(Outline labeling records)
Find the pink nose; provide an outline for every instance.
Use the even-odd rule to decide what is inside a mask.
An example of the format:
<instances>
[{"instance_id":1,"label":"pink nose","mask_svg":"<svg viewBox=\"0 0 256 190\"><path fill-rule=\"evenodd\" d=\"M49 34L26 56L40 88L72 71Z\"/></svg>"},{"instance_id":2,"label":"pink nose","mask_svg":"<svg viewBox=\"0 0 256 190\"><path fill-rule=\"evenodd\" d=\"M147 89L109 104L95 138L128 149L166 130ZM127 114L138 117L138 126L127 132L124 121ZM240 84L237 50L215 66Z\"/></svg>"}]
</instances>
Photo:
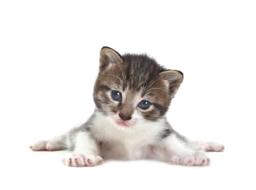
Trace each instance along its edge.
<instances>
[{"instance_id":1,"label":"pink nose","mask_svg":"<svg viewBox=\"0 0 256 190\"><path fill-rule=\"evenodd\" d=\"M124 121L130 120L132 118L131 116L125 115L121 112L119 113L119 117L121 119L122 119Z\"/></svg>"}]
</instances>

Problem to work on: Copy out every one of the items above line for line, with the pictures omitted.

Written solution:
Find the pink nose; provide an outline for every instance.
Use the even-odd rule to decide what is inside a mask.
An example of the format:
<instances>
[{"instance_id":1,"label":"pink nose","mask_svg":"<svg viewBox=\"0 0 256 190\"><path fill-rule=\"evenodd\" d=\"M49 34L26 56L40 88L72 71Z\"/></svg>"},{"instance_id":2,"label":"pink nose","mask_svg":"<svg viewBox=\"0 0 256 190\"><path fill-rule=\"evenodd\" d=\"M147 89L109 104L95 138L128 149L166 130ZM127 114L138 117L138 126L127 132L124 121ZM240 84L237 50L215 66Z\"/></svg>"}]
</instances>
Photo:
Trace each instance along its edge.
<instances>
[{"instance_id":1,"label":"pink nose","mask_svg":"<svg viewBox=\"0 0 256 190\"><path fill-rule=\"evenodd\" d=\"M124 121L130 120L132 118L131 116L125 115L121 112L119 113L119 117L121 119L122 119Z\"/></svg>"}]
</instances>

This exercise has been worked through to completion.